- [ABOUT THIS TASK]: As the lines appear below, please set them down exactly, starting at the first and finishing with the one containing "Target: woman's nose".

BEGIN

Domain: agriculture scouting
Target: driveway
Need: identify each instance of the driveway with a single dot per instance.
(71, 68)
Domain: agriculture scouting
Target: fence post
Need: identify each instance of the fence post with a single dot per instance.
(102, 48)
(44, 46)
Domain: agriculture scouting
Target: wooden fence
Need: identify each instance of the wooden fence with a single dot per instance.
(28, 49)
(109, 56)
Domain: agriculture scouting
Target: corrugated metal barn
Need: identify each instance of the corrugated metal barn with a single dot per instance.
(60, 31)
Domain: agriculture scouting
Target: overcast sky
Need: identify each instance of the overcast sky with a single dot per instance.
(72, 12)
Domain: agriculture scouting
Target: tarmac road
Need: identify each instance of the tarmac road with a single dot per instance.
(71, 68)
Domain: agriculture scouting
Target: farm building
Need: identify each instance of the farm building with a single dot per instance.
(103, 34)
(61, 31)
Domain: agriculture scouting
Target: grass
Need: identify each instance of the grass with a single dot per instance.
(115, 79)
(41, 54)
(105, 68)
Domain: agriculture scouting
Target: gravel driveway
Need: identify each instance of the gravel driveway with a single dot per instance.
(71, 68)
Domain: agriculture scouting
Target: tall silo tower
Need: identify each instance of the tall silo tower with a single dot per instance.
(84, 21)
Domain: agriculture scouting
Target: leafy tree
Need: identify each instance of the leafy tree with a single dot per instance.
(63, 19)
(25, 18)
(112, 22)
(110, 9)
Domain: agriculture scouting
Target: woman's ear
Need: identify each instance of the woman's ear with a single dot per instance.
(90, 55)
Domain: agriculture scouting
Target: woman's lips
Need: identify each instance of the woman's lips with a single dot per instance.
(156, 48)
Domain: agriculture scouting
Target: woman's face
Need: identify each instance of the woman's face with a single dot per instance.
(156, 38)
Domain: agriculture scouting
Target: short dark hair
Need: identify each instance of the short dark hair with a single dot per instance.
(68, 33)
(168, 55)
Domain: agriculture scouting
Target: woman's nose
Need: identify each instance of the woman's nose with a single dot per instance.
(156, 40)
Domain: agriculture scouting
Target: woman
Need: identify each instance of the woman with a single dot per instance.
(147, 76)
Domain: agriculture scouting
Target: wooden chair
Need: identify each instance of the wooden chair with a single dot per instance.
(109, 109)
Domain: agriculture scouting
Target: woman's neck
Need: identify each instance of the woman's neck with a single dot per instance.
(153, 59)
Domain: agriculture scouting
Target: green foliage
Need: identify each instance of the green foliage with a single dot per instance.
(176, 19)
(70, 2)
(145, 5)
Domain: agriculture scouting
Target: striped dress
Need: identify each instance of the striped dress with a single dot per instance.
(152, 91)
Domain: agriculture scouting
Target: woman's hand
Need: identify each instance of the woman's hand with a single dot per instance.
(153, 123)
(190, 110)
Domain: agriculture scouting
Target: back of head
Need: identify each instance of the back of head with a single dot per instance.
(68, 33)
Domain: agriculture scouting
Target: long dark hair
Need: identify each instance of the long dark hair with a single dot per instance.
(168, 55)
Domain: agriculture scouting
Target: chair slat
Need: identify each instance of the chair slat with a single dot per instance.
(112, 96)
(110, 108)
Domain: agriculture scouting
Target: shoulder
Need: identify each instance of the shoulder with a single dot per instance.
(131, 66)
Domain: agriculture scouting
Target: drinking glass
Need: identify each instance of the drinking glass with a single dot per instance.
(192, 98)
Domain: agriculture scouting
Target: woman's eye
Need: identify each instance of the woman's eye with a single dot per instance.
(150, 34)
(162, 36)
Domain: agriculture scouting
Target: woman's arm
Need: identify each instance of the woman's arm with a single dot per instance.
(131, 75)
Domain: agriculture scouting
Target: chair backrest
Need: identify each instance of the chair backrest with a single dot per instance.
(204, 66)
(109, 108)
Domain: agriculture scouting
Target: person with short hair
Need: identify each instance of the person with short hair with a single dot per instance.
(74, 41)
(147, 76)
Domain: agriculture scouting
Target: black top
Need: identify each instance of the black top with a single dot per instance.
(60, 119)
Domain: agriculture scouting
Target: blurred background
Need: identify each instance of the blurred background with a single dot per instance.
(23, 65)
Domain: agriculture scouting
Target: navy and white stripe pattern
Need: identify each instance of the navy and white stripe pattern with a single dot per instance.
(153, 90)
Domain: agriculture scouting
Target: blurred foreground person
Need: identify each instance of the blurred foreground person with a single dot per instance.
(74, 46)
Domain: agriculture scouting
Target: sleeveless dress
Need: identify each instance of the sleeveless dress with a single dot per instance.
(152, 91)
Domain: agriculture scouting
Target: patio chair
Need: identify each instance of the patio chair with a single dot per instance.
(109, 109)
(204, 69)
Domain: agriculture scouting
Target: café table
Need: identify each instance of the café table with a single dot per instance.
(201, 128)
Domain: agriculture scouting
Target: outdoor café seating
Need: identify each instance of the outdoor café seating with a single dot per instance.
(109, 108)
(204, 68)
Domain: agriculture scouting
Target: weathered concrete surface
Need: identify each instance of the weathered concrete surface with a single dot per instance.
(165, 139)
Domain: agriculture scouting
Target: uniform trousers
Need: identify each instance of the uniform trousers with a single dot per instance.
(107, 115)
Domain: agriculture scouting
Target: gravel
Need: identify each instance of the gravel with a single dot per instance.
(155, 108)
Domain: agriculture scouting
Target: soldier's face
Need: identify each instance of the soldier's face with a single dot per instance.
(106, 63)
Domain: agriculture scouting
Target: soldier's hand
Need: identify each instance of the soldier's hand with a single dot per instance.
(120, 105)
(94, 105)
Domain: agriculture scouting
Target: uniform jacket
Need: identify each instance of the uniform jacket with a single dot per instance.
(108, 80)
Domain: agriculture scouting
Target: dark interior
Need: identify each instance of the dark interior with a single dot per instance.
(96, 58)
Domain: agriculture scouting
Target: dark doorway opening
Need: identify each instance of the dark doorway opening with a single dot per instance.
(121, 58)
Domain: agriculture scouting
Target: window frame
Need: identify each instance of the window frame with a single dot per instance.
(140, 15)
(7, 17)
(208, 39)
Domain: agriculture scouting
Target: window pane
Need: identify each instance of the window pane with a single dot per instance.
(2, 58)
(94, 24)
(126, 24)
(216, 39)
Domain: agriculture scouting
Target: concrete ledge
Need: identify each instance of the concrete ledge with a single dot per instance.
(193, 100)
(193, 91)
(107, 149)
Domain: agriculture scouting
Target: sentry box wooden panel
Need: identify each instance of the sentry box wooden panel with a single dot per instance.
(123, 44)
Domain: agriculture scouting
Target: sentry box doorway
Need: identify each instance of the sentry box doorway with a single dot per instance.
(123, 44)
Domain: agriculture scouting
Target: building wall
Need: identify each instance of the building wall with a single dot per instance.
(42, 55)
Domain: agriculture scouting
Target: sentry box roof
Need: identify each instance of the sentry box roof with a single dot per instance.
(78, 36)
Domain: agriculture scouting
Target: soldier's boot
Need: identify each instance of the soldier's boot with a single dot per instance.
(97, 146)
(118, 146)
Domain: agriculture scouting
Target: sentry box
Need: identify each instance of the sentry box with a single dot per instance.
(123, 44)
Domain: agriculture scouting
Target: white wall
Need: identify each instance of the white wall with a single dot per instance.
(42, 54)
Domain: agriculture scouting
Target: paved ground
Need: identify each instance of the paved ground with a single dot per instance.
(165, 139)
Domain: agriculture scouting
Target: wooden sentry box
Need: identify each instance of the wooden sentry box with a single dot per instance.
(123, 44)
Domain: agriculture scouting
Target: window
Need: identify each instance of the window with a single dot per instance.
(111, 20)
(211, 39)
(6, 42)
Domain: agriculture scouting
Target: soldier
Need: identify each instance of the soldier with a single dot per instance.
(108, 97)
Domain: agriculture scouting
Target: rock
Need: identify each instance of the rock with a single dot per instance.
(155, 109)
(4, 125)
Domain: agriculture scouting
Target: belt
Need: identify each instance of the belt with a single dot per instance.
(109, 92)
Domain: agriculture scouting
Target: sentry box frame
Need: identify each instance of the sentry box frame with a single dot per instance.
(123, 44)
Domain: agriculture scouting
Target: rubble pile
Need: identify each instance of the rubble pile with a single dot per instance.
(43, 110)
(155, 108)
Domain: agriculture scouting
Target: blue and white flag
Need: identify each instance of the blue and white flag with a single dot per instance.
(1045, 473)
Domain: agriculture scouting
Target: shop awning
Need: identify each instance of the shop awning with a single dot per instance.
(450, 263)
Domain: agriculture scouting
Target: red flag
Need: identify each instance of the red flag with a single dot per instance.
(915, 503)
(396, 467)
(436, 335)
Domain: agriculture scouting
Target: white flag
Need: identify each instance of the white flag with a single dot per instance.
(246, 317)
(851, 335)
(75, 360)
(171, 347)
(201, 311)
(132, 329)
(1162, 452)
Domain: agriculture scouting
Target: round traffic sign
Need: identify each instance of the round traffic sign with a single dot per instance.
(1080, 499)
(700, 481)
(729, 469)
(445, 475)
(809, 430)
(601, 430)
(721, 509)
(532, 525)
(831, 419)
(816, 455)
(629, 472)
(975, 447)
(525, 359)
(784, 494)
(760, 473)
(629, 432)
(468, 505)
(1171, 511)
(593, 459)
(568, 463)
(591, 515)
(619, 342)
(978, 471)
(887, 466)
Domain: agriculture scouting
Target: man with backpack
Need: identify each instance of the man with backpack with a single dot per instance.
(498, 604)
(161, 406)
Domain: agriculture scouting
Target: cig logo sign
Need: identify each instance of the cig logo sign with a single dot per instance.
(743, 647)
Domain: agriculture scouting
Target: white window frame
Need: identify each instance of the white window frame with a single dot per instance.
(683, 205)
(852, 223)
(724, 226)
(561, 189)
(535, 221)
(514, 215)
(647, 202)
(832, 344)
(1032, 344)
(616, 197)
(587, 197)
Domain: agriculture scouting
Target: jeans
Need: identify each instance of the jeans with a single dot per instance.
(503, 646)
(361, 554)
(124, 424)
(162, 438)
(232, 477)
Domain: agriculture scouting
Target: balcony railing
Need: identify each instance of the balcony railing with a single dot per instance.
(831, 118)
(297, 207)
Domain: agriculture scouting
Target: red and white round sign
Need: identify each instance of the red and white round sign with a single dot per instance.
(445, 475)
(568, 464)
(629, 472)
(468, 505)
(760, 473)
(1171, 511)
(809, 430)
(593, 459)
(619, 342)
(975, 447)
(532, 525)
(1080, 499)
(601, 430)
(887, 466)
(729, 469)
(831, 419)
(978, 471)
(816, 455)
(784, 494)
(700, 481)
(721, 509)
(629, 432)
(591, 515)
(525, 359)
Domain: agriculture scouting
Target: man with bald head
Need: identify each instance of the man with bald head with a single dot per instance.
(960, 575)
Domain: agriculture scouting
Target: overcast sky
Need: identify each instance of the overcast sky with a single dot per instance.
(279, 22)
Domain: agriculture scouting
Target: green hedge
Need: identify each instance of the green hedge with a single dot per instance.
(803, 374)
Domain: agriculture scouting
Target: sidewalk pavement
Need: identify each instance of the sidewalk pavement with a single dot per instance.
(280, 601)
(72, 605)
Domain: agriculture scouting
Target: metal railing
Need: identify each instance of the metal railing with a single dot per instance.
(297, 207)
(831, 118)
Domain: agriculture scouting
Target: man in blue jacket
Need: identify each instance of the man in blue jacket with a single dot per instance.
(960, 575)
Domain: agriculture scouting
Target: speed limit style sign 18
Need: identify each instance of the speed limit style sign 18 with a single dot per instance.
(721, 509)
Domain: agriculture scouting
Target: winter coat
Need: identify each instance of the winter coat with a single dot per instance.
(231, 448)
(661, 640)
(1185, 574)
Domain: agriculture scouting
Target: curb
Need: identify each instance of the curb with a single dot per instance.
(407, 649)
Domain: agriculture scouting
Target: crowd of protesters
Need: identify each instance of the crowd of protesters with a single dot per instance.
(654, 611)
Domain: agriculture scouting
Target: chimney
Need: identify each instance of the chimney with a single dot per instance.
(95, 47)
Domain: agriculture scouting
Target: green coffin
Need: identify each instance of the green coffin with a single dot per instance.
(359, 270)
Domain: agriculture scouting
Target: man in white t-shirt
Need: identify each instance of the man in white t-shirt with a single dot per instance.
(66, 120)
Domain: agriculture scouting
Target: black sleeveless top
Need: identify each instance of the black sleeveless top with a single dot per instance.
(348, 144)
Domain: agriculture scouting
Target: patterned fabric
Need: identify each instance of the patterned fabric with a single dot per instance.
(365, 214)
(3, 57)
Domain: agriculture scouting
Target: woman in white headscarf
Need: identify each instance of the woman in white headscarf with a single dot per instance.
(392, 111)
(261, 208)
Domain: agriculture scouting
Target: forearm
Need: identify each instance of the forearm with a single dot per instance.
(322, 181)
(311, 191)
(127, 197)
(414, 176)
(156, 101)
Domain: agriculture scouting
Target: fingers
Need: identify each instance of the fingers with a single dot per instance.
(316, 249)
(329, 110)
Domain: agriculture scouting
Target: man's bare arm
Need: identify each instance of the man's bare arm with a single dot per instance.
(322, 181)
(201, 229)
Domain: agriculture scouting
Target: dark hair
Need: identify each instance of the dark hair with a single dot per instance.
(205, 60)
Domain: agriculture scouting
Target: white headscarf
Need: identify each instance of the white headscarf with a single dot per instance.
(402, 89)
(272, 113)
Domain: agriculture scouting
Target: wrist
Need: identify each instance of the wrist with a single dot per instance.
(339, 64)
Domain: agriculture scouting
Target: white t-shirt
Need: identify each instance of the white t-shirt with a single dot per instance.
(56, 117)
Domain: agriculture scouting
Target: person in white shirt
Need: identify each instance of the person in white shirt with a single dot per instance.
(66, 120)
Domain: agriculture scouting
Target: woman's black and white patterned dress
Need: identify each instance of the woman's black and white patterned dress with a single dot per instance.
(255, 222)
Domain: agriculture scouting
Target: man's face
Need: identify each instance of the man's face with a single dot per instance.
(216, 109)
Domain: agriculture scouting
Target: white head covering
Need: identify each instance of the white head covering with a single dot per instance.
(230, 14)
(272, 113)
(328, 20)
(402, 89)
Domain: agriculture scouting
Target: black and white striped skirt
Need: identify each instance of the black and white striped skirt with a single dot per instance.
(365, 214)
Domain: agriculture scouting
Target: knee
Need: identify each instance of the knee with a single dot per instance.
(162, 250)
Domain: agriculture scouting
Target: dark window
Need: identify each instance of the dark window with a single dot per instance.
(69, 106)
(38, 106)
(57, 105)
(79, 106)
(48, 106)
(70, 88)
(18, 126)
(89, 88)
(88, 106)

END

- [ANSWER FOR THIS EXERCISE]:
Domain: agriculture scouting
Target: driveway
Need: identify each instance of the driveway with a single dot per instance.
(71, 68)
Domain: agriculture scouting
Target: fence post
Need: identify each instance of the fence post with a single dot per instance.
(102, 48)
(44, 46)
Domain: agriculture scouting
Target: wooden fence
Need: identify each instance of the wooden fence with a single dot per instance.
(28, 49)
(109, 56)
Domain: agriculture scouting
Target: corrugated metal barn
Need: identify each instance of the corrugated metal barn with a single dot per instance.
(60, 31)
Domain: agriculture scouting
Target: overcast sky
Need: identify each instance of the overcast sky with a single dot per instance.
(72, 12)
Domain: agriculture scouting
Target: tarmac road
Need: identify each instance of the tarmac road with a single dot per instance.
(71, 68)
Domain: agriculture scouting
Target: farm building
Need: identify each instance of the farm building with a single dot per instance.
(103, 34)
(61, 31)
Domain: agriculture scouting
Target: grass
Need: identify each instance of the grass with a single dot per instance.
(115, 79)
(41, 54)
(105, 68)
Domain: agriculture scouting
Target: gravel driveway
Need: identify each instance of the gravel driveway with a single dot per instance.
(71, 68)
Domain: agriculture scouting
Target: tall silo tower
Need: identify each instance of the tall silo tower with a single dot per instance.
(84, 21)
Domain: agriculture scouting
Target: leafy tree
Need: identify each instance of the leafy tree with a single dot per instance.
(63, 19)
(25, 18)
(112, 22)
(110, 9)
Domain: agriculture scouting
Target: woman's ear
Need: identify each instance of the woman's ear with a single dot per instance.
(90, 55)
Domain: agriculture scouting
Target: woman's lips
Need: identify each instance of the woman's lips with a single dot per instance.
(156, 48)
Domain: agriculture scouting
Target: woman's face
Need: identify each instance of the woman's face with a single dot per instance.
(156, 38)
Domain: agriculture scouting
Target: short dark hair
Need: identify each instance of the short dark hair with a single dot per instance.
(68, 33)
(168, 55)
Domain: agriculture scouting
Target: woman's nose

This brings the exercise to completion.